▶ 作業内容
1 - 記事のうち「そんなみどりちゃんを見て、自分も前に進むもうと思った」を含む箇所から始めて「何処かに私が置き忘れてきた思い出かもしれません。」までを、「景色」を「眺め」に置き換えて書き直してもらえますか？
2 - データ一覧の「Every instance of the white road」を含む行から始めて「<point>530,284</point>」を含む行で終わる範囲（両端を含む）だけを、指示文も含めてもう一度書き出してもらえますか？その際、回答にある座標の数値をすべて1.8倍にし、四捨五入して整数にしてください。指示文とその書式例の数値はそのままにします。

▶ 記事

___

林檎と言えばニュートンの万有引力の法則。
引き付け合うんですね。どうしようもなく。
ここで私がちょっと思い出したお話がアダムとイブの
食べた禁断の果実「林檎」でした。
(あれは林檎では無かったと言う説もありますが、
ここは一応、林檎ということで。)
かなりうろ覚えなのですが、蛇にそそのかされて
林檎を食べてしまったアダムとイブが楽園を追放され、
それまで無かった恥じらいという感情を覚えて、
イチヂクの葉っぱでそれぞれの性器を隠してしまう
というお話しです。
そしてアダムの食べた林檎は喉仏に、イブの食べた林檎
は乳房になったと。
成長期、男性は喉仏がふくらみ、女性は乳房がふくらみ
ます。そして恥じらいを覚えます。
このお話の序盤でもたまこが急にお尻やおっぱい
のおもちを作ると言い出して、みどりやかんなのお尻を
触ったり、うさ湯でボインの女性と自分の胸を見比べて
もの哀しげな顔になったりしています。
そしてもち蔵に対しても恥じらいを見せる様になりました。
この辺り、たまこには無縁だと思われていた女性としての
性的な成長過程も柔らかいニュアンスで表現してるの
かなぁとも思ったりしました。
だから1つの林檎が登場する事で色んな事が想像出来ます。
英語のことわざで
「You are the apple of my eye」
という言葉があります。
日本語で言えば「目の中に入れても痛くないくらい
可愛い」という言葉に該当するのかな。
もち蔵にとってたまこは色んな意味で林檎だったの
かもしれません。
だからお話の冒頭で林檎をコロコロしてたのかなぁって。
そしてもう1つ私が感じたのは、たまこともち蔵の
ラブストーリーを通して周りのみんなも一緒に
成長した事でした。
中でも終盤のかんなちゃんとみどりちゃんのやりとりには
心を打たれました。
嘘をついてまでたまこをもち蔵の元へ送り出した
みどりちゃん。
1人残った教室にやって来ましたかんなちゃん。
このあとの2人の会話がとても素敵でした。
かんな「策士ですな。でも、そういうの好きですよ。」
「今ちょっといい顔してますよ。」
みどり「サンキュっ!かんなっ!」
かんな「ねぇみどちゃん。私も高いとこ登って
みますかね。」
もう、何とも言えないくらい2人の間の言葉以上の物が
伝わってきて、つい涙が出ました。
大好きなたまこの幸せを願って送り出したみどりちゃん。
1歩成長しました。
そんなみどりちゃんを見て、自分も前に進むもうと思った
かんなちゃん。
木に登った時のかんなちゃんの顔がとても素敵でした。
登った時の景色、今まで見たこと無い景色だったのかも
しれません。
この作品を見て私が感じたのは人を好きになるという
事は当たり前かもしれないけれど、とても切ない事
なんだって事。
好きになる方も、好きになられる方も。
何処かに私が置き忘れてきた思い出かもしれません。
そして「ちはやふる」を見て出会った私の好きな
一つの和歌が思い出されました。

___

▶ データ一覧
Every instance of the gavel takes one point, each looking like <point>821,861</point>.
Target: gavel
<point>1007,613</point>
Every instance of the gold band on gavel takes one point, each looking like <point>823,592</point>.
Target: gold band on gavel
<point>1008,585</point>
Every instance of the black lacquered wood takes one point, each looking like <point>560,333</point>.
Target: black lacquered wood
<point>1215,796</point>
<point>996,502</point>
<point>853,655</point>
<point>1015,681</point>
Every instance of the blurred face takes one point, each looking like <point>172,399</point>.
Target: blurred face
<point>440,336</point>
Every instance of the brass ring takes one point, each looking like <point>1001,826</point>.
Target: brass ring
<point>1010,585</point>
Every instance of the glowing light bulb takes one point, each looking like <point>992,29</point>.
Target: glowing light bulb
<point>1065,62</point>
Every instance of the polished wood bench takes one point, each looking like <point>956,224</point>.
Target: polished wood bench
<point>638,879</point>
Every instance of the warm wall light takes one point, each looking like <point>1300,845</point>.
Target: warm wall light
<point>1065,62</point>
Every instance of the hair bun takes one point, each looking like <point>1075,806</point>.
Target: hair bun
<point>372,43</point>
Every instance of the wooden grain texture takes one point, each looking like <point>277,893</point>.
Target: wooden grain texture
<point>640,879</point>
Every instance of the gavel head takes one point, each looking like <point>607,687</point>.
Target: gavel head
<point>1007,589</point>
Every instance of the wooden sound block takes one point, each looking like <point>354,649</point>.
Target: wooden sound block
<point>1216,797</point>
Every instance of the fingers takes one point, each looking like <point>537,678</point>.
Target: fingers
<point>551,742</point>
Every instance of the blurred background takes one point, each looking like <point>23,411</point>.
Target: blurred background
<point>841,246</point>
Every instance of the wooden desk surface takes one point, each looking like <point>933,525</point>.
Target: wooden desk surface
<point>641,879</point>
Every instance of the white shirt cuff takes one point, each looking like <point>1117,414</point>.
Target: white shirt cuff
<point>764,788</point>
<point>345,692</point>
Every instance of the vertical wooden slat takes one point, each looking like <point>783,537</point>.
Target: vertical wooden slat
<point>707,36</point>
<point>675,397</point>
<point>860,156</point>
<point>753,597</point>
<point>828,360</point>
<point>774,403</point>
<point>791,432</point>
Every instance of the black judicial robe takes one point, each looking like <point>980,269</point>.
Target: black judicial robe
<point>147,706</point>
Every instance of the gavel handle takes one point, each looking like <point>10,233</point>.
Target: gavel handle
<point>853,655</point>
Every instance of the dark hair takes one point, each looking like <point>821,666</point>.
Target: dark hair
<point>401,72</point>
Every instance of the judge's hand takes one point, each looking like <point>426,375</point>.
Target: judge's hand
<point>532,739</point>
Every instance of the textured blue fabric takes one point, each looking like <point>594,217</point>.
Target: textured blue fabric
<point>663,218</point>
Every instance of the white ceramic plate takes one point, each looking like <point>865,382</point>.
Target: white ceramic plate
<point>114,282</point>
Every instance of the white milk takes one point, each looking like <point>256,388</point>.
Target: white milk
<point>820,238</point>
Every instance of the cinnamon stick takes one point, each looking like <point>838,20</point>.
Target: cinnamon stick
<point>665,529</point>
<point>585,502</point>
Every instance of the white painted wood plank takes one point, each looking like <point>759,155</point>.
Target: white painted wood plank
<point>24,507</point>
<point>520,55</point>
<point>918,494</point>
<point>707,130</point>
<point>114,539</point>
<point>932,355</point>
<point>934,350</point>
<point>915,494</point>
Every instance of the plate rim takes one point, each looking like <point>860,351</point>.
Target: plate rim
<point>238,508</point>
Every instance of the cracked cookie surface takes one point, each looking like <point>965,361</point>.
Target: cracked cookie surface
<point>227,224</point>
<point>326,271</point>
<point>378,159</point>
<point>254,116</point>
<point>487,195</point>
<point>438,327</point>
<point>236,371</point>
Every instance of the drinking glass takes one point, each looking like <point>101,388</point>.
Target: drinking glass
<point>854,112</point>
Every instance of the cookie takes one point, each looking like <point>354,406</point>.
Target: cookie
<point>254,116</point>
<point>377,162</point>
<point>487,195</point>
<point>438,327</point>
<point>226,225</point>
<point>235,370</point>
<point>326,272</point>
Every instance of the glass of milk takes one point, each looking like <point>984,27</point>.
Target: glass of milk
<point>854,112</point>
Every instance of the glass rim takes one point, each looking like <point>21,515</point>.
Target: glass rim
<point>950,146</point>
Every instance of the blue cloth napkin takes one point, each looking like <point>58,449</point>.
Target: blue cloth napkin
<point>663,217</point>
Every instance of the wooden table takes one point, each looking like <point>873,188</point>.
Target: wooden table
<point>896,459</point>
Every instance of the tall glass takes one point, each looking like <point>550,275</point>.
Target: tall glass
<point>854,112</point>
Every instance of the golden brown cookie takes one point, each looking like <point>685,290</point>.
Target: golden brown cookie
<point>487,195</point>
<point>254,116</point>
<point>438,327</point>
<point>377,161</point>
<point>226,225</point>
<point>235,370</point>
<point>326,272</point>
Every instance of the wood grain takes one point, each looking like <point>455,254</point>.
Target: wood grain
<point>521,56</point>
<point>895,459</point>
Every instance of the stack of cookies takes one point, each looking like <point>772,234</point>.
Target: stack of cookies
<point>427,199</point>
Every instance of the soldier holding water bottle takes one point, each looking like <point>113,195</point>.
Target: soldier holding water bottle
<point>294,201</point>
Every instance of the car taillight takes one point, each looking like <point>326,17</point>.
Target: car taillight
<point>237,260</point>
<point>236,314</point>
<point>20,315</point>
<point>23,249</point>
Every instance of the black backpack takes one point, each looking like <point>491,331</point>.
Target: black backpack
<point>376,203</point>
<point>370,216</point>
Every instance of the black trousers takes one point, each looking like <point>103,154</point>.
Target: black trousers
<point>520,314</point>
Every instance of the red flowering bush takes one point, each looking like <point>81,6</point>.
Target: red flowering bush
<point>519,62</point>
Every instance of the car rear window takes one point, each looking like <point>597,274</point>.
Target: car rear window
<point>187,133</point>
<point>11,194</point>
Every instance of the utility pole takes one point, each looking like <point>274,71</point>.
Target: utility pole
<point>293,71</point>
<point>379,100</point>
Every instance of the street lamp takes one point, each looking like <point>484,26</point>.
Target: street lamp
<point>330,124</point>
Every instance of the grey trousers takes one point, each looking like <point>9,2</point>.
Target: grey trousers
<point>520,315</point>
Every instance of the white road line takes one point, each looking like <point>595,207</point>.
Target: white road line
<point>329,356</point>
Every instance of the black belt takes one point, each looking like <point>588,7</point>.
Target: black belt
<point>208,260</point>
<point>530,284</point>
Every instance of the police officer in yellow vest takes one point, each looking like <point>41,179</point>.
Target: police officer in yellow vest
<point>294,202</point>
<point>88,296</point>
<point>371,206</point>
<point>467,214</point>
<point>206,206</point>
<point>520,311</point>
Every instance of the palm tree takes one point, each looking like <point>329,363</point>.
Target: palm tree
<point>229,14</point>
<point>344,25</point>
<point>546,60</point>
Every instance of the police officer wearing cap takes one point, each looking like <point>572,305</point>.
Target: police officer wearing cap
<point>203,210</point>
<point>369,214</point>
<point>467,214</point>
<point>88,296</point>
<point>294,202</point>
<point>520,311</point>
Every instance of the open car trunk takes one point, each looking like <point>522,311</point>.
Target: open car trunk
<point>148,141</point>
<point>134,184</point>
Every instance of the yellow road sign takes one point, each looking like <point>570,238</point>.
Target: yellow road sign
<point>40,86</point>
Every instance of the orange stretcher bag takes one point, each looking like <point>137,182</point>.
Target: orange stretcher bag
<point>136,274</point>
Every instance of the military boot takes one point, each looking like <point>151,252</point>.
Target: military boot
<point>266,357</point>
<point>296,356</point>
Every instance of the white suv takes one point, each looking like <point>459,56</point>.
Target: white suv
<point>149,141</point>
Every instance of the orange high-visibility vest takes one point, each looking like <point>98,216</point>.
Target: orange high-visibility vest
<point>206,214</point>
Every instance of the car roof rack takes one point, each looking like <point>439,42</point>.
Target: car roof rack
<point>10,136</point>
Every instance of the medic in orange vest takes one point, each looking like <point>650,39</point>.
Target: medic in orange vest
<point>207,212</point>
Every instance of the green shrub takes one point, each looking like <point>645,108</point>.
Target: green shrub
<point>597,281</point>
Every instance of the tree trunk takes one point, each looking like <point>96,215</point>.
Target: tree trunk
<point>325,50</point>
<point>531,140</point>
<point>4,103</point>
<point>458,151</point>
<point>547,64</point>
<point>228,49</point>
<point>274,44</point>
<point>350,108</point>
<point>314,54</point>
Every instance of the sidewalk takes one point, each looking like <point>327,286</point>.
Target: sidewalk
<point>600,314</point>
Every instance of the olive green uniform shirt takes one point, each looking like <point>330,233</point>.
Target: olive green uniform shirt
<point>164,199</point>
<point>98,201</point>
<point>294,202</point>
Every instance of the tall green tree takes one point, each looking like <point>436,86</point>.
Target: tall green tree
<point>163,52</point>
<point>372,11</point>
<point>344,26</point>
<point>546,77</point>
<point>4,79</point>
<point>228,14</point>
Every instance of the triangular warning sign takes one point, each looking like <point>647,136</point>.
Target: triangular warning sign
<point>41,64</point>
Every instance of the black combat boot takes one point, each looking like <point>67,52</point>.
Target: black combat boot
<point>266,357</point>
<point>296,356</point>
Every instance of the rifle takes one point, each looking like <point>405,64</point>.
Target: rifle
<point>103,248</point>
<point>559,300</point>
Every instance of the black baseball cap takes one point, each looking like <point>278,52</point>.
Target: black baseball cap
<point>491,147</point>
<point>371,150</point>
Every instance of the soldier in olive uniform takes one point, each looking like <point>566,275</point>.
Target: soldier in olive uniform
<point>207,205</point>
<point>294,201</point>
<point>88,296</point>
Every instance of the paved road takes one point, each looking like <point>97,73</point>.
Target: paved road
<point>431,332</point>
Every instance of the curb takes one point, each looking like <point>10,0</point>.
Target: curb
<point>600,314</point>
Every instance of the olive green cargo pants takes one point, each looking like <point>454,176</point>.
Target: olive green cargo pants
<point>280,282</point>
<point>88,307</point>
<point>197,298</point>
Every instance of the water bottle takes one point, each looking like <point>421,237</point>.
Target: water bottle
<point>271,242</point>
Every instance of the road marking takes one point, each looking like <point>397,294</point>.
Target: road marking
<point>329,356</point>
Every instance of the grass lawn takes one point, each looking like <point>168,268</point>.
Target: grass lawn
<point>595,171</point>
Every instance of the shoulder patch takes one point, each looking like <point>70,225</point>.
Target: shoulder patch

___

▶ 期待される結果
1 -
そんなみどりちゃんを見て、自分も前に進むもうと思った
かんなちゃん。
木に登った時のかんなちゃんの顔がとても素敵でした。
登った時の眺め、今まで見たこと無い眺めだったのかも
しれません。
この作品を見て私が感じたのは人を好きになるという
事は当たり前かもしれないけれど、とても切ない事
なんだって事。
好きになる方も、好きになられる方も。
何処かに私が置き忘れてきた思い出かもしれません。

2 -
Every instance of the white road line takes one point, each looking like <point>595,207</point>.
Target: white road line
<point>592,641</point>
Every instance of the black belt takes one point, each looking like <point>588,7</point>.
Target: black belt
<point>374,468</point>
<point>954,511</point>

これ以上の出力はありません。